Object pointing dataset rows
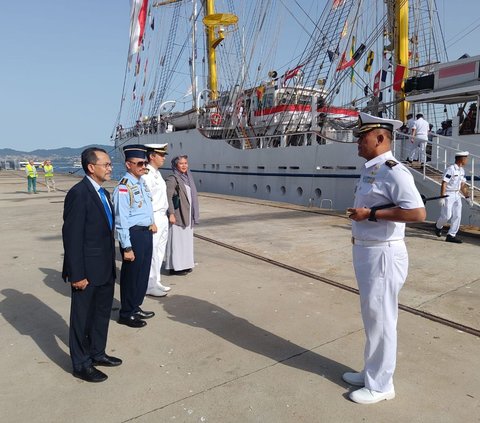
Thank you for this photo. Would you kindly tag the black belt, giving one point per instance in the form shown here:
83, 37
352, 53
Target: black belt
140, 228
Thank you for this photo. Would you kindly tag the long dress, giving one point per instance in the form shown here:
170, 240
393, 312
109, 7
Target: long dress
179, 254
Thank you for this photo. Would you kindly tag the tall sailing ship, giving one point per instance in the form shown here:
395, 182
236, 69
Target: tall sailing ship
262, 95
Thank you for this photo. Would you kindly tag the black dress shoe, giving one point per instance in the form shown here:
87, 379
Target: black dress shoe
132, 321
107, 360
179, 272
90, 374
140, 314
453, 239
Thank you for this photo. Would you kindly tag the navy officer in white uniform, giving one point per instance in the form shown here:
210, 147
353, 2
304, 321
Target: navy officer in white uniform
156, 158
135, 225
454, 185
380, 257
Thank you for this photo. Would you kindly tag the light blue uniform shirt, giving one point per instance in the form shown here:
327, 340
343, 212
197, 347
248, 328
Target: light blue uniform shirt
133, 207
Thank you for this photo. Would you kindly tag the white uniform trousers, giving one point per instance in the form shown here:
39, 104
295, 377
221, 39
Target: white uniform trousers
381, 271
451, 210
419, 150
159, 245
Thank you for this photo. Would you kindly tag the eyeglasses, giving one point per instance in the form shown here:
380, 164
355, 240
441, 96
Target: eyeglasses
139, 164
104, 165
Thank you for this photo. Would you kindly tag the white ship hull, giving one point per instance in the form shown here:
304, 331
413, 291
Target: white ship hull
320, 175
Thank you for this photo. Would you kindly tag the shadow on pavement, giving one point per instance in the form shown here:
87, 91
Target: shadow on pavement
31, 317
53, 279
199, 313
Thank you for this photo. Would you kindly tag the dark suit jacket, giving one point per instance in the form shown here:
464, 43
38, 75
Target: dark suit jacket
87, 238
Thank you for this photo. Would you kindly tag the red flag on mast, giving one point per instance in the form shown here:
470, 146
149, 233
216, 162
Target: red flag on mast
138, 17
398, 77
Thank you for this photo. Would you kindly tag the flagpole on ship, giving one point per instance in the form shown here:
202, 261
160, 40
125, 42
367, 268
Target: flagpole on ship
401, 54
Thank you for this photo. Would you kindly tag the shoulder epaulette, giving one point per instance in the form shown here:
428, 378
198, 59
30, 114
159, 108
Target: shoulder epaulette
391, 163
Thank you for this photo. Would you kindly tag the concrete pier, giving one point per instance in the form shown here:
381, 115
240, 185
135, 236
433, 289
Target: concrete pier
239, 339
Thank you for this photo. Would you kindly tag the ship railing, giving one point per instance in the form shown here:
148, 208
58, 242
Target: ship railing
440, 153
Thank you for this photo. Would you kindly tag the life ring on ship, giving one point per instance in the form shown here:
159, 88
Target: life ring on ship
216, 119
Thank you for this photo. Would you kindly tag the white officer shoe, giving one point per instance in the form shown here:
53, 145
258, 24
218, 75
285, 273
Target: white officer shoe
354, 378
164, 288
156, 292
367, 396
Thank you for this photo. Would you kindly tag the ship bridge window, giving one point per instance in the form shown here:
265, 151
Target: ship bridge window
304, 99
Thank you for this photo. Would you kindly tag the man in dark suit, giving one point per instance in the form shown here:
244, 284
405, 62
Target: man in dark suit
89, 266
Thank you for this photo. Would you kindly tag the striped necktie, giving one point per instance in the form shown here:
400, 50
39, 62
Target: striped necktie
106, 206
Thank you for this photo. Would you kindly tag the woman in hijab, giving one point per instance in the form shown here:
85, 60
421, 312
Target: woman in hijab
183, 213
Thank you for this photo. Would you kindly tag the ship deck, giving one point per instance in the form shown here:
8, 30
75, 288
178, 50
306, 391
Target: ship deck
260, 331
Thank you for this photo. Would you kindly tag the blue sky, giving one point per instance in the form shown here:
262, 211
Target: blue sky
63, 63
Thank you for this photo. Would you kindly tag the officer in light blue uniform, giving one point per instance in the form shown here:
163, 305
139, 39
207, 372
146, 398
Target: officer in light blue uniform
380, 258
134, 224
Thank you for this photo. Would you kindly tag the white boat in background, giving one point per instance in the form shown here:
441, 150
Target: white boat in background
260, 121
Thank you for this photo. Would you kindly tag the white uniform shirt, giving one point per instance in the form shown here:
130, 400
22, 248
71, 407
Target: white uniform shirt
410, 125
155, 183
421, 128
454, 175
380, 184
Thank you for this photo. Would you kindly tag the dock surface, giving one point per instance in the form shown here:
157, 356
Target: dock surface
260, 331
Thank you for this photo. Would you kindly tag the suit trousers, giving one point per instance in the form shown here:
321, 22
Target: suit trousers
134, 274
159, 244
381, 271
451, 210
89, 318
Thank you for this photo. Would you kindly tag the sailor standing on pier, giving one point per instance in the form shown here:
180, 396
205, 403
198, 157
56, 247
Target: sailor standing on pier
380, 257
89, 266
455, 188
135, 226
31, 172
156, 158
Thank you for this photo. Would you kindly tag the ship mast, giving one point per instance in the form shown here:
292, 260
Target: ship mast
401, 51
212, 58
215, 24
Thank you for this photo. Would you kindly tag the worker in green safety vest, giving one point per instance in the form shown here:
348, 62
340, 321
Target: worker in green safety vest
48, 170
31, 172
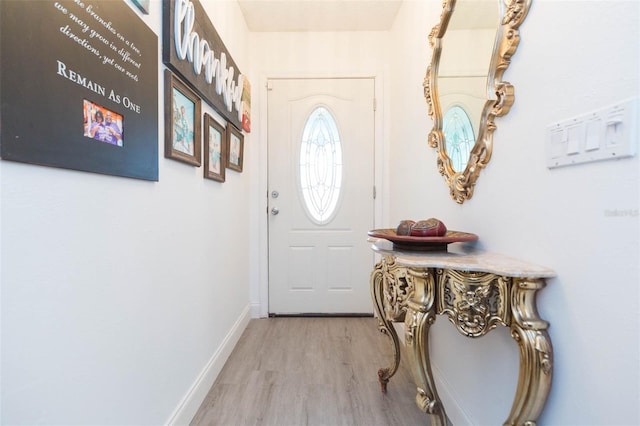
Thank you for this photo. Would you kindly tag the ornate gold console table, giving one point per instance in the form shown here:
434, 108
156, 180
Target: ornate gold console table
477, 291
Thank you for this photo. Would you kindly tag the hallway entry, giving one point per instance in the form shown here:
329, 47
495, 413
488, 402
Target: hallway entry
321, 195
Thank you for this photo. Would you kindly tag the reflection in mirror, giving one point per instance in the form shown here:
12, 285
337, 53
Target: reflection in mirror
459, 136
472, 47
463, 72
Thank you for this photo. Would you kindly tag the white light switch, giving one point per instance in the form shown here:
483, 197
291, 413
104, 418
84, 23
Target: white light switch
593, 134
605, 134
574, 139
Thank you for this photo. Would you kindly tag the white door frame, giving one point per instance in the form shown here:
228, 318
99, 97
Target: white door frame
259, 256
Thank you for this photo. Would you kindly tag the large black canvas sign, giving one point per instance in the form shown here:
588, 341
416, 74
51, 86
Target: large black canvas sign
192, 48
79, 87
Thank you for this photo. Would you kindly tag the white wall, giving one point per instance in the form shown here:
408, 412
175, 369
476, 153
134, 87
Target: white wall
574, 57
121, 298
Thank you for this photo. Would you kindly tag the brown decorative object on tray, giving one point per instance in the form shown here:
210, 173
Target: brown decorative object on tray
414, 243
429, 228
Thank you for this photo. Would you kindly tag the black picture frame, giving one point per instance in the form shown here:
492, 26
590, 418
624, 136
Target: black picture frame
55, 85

**WHAT YOU NEED TO DO:** Rewrite the listing as a Markdown table with the columns "No." and "Line", giving each non-blank line its own numbered row and leaving out the pictures.

**OUTPUT OF THE TASK:**
| No. | Line |
|---|---|
| 1 | Thank you for this photo. Would you kindly tag the black belt, giving one point per instance in the form shown here: |
| 2 | 83, 37 |
| 3 | 352, 53 |
| 4 | Target: black belt |
| 5 | 140, 228 |
| 6 | Thank you for this photo. Would you kindly tag the long dress, giving one point per instance in the form shown here: |
| 7 | 170, 240 |
| 8 | 393, 312 |
| 9 | 109, 7 |
| 10 | Target: long dress |
| 11 | 179, 254 |
| 12 | Thank you for this photo. Would you kindly tag the tall sailing ship, giving one point per instance in the form shown here: |
| 13 | 395, 182 |
| 14 | 236, 69 |
| 15 | Target: tall sailing ship |
| 16 | 262, 95 |
| 17 | Thank you for this photo. Would you kindly tag the black dress shoe, giving one point per instance in the form shown here: |
| 18 | 87, 379 |
| 19 | Target: black dress shoe |
| 20 | 132, 321 |
| 21 | 107, 360 |
| 22 | 179, 272 |
| 23 | 90, 374 |
| 24 | 140, 314 |
| 25 | 453, 239 |
| 26 | Thank you for this photo. Would you kindly tag the navy officer in white uniform, giving one point per instance in the form shown here: |
| 27 | 210, 147 |
| 28 | 353, 2 |
| 29 | 304, 321 |
| 30 | Target: navy officer in white uniform |
| 31 | 156, 158 |
| 32 | 135, 225 |
| 33 | 454, 185 |
| 34 | 380, 257 |
| 35 | Thank you for this photo. Would you kindly tag the light blue uniform shirt, giving one point per instance in the form shown here: |
| 36 | 327, 340 |
| 37 | 343, 212 |
| 38 | 197, 347 |
| 39 | 248, 328 |
| 40 | Target: light blue uniform shirt |
| 41 | 133, 207 |
| 42 | Thank you for this photo. Would you kindly tag the white uniform trousers, giving one point per instance in the form shown here: |
| 43 | 39, 104 |
| 44 | 295, 377 |
| 45 | 221, 39 |
| 46 | Target: white uniform trousers |
| 47 | 381, 271 |
| 48 | 451, 210 |
| 49 | 419, 150 |
| 50 | 159, 245 |
| 51 | Thank you for this photo. Would you kindly tag the eyeglasses, giving one point per instance in the form shown here: |
| 52 | 380, 164 |
| 53 | 355, 240 |
| 54 | 441, 96 |
| 55 | Target: eyeglasses |
| 56 | 139, 164 |
| 57 | 104, 165 |
| 58 | Thank you for this photo. Would you kindly tag the white ship hull, giving one point per instance in the form shown here: |
| 59 | 304, 331 |
| 60 | 413, 291 |
| 61 | Target: white ship hull |
| 62 | 320, 175 |
| 63 | Thank you for this photo. Would you kindly tag the shadow on pavement, giving one point per instance in the form shown here: |
| 64 | 87, 91 |
| 65 | Target: shadow on pavement |
| 66 | 31, 317 |
| 67 | 53, 279 |
| 68 | 199, 313 |
| 69 | Thank you for this photo. Would you kindly tag the dark suit jacket, giving one point per instance in the form shown here: |
| 70 | 464, 43 |
| 71 | 38, 75 |
| 72 | Target: dark suit jacket |
| 73 | 87, 238 |
| 74 | Thank you for this photo. Would you kindly tag the red flag on mast, giving one point per instance in the form shown here: |
| 75 | 470, 146 |
| 76 | 149, 233 |
| 77 | 216, 162 |
| 78 | Target: red flag on mast |
| 79 | 138, 17 |
| 80 | 398, 77 |
| 81 | Thank you for this photo. Would you kindly tag the flagpole on ship, giving one point per instance in the form shown here: |
| 82 | 202, 261 |
| 83 | 160, 40 |
| 84 | 125, 42 |
| 85 | 367, 268 |
| 86 | Target: flagpole on ship |
| 87 | 401, 54 |
| 88 | Thank you for this photo. Would you kindly tag the shoulder epaulette, giving one point per instance in the form shown here: |
| 89 | 428, 378 |
| 90 | 198, 59 |
| 91 | 30, 114 |
| 92 | 159, 108 |
| 93 | Target: shoulder epaulette |
| 94 | 391, 163 |
| 95 | Thank you for this photo. Would you kindly tag the concrete pier, giving one point per instance in the form shown here: |
| 96 | 381, 115 |
| 97 | 240, 185 |
| 98 | 135, 236 |
| 99 | 433, 289 |
| 100 | Target: concrete pier |
| 101 | 239, 339 |
| 102 | Thank you for this photo. Would you kindly tag the ship railing, giving one point per instance in the form shown here: |
| 103 | 148, 208 |
| 104 | 58, 242 |
| 105 | Target: ship railing |
| 106 | 440, 153 |
| 107 | Thank you for this photo. Would you kindly tag the life ring on ship, giving one point per instance in the form shown here: |
| 108 | 159, 88 |
| 109 | Target: life ring on ship |
| 110 | 216, 119 |
| 111 | Thank you for this photo. Would you kindly tag the white officer shoe, giving one point per instance in the form shown here: |
| 112 | 53, 145 |
| 113 | 258, 24 |
| 114 | 218, 75 |
| 115 | 285, 273 |
| 116 | Target: white officer shoe |
| 117 | 354, 378 |
| 118 | 164, 288 |
| 119 | 156, 292 |
| 120 | 367, 396 |
| 121 | Thank you for this photo. Would you kindly tag the ship bridge window, giving one point per instance in the form shown here: |
| 122 | 265, 151 |
| 123 | Target: ship bridge window |
| 124 | 304, 99 |
| 125 | Thank you for this photo. Would you kindly tag the man in dark suit, giving one point per instance in the form shown here: |
| 126 | 244, 284 |
| 127 | 405, 62 |
| 128 | Target: man in dark suit |
| 129 | 89, 266 |
| 130 | Thank you for this photo. Would you kindly tag the striped necktie, giving one point per instance in the form shown here: |
| 131 | 400, 50 |
| 132 | 39, 62 |
| 133 | Target: striped necktie |
| 134 | 106, 206 |
| 135 | Thank you for this photo. Would you kindly tag the woman in hijab, giving one point per instance in the form shown here: |
| 136 | 85, 60 |
| 137 | 421, 312 |
| 138 | Target: woman in hijab |
| 139 | 183, 213 |
| 140 | Thank you for this photo. Would you kindly tag the ship deck, giving one point per instance in the form shown here: |
| 141 | 8, 30 |
| 142 | 75, 288 |
| 143 | 178, 50 |
| 144 | 306, 391 |
| 145 | Target: ship deck |
| 146 | 260, 331 |
| 147 | Thank you for this photo. Would you kindly tag the blue sky, giving one point per instance in the form shown here: |
| 148 | 262, 211 |
| 149 | Target: blue sky |
| 150 | 63, 63 |
| 151 | Thank you for this photo. Would you kindly tag the officer in light blue uniform, giving one point per instance in the form shown here: |
| 152 | 163, 305 |
| 153 | 139, 39 |
| 154 | 207, 372 |
| 155 | 146, 398 |
| 156 | Target: officer in light blue uniform |
| 157 | 380, 258 |
| 158 | 134, 224 |
| 159 | Thank you for this photo. Would you kindly tag the white boat in background, giving one point per instance in the form shown here: |
| 160 | 441, 150 |
| 161 | Target: white boat in background |
| 162 | 260, 121 |
| 163 | Thank you for this photo. Would you kindly tag the white uniform shirt, giving one point per instance in the form shown here: |
| 164 | 130, 400 |
| 165 | 22, 248 |
| 166 | 71, 407 |
| 167 | Target: white uniform shirt |
| 168 | 410, 125 |
| 169 | 155, 183 |
| 170 | 421, 128 |
| 171 | 454, 175 |
| 172 | 380, 184 |
| 173 | Thank you for this photo. Would you kindly tag the dock surface, giving one point per instance in the form shown here: |
| 174 | 157, 356 |
| 175 | Target: dock surface |
| 176 | 260, 331 |
| 177 | Thank you for this photo. Would you kindly tag the suit trousers, giving one point per instance in the form shown here: |
| 178 | 321, 22 |
| 179 | Target: suit trousers |
| 180 | 134, 274 |
| 181 | 159, 244 |
| 182 | 381, 271 |
| 183 | 451, 210 |
| 184 | 89, 318 |
| 185 | Thank you for this photo. Would you kindly tag the sailor standing on pier, giving one point per instance in the form shown here: |
| 186 | 180, 396 |
| 187 | 205, 403 |
| 188 | 198, 157 |
| 189 | 56, 247 |
| 190 | Target: sailor standing on pier |
| 191 | 380, 257 |
| 192 | 89, 266 |
| 193 | 455, 188 |
| 194 | 135, 226 |
| 195 | 31, 172 |
| 196 | 156, 158 |
| 197 | Thank you for this photo. Would you kindly tag the ship mast, giving one point per instance in the form shown here: |
| 198 | 292, 260 |
| 199 | Target: ship mast |
| 200 | 401, 51 |
| 201 | 212, 58 |
| 202 | 215, 24 |
| 203 | Thank you for this photo. Would you kindly tag the worker in green safety vest, giving one point per instance in the form shown here: |
| 204 | 348, 62 |
| 205 | 340, 321 |
| 206 | Target: worker in green safety vest |
| 207 | 48, 170 |
| 208 | 31, 172 |
| 209 | Thank you for this photo. Would you kindly tag the ornate gold console table, giving one point per instance in the form shown here: |
| 210 | 434, 108 |
| 211 | 156, 180 |
| 212 | Target: ornate gold console table |
| 213 | 477, 291 |
| 214 | Thank you for this photo. Would you kindly tag the hallway entry, giving one point per instance in the form shown here: |
| 215 | 329, 47 |
| 216 | 495, 413 |
| 217 | 488, 402 |
| 218 | Target: hallway entry |
| 219 | 321, 195 |
| 220 | Thank you for this photo. Would you kindly tag the reflection in mirror, giving one point per instance in the form shown here: |
| 221 | 12, 285 |
| 222 | 337, 53 |
| 223 | Target: reflection in mirror |
| 224 | 459, 136 |
| 225 | 472, 47 |
| 226 | 463, 72 |
| 227 | Thank you for this photo. Would you kindly tag the white light switch, giving one point per instance in the form shown here: |
| 228 | 483, 197 |
| 229 | 291, 413 |
| 230 | 104, 418 |
| 231 | 84, 23 |
| 232 | Target: white light switch |
| 233 | 593, 134 |
| 234 | 605, 134 |
| 235 | 574, 139 |
| 236 | Thank you for this photo. Would you kindly tag the white door frame, giving one point per instance in the form shown here: |
| 237 | 228, 318 |
| 238 | 99, 97 |
| 239 | Target: white door frame |
| 240 | 259, 256 |
| 241 | Thank you for this photo. Would you kindly tag the large black canvas sign, giving one point per instance in the form shown here: |
| 242 | 588, 341 |
| 243 | 416, 74 |
| 244 | 51, 86 |
| 245 | Target: large black canvas sign |
| 246 | 192, 48 |
| 247 | 79, 87 |
| 248 | Thank you for this photo. Would you kindly tag the white wall, giving one point per instance in the form shown here: |
| 249 | 408, 412 |
| 250 | 175, 369 |
| 251 | 476, 153 |
| 252 | 134, 87 |
| 253 | Target: white wall |
| 254 | 574, 57 |
| 255 | 121, 298 |
| 256 | Thank you for this photo. Would you kindly tag the brown decorative object on tray, giving one point per instance in the form shown here: |
| 257 | 210, 173 |
| 258 | Target: brown decorative object on tray |
| 259 | 414, 243 |
| 260 | 429, 228 |
| 261 | Thank you for this photo. Would you kindly tag the black picture frame, giving one point per instance in the form shown here: |
| 262 | 492, 26 |
| 263 | 590, 418 |
| 264 | 624, 136 |
| 265 | Target: black picture frame |
| 266 | 55, 85 |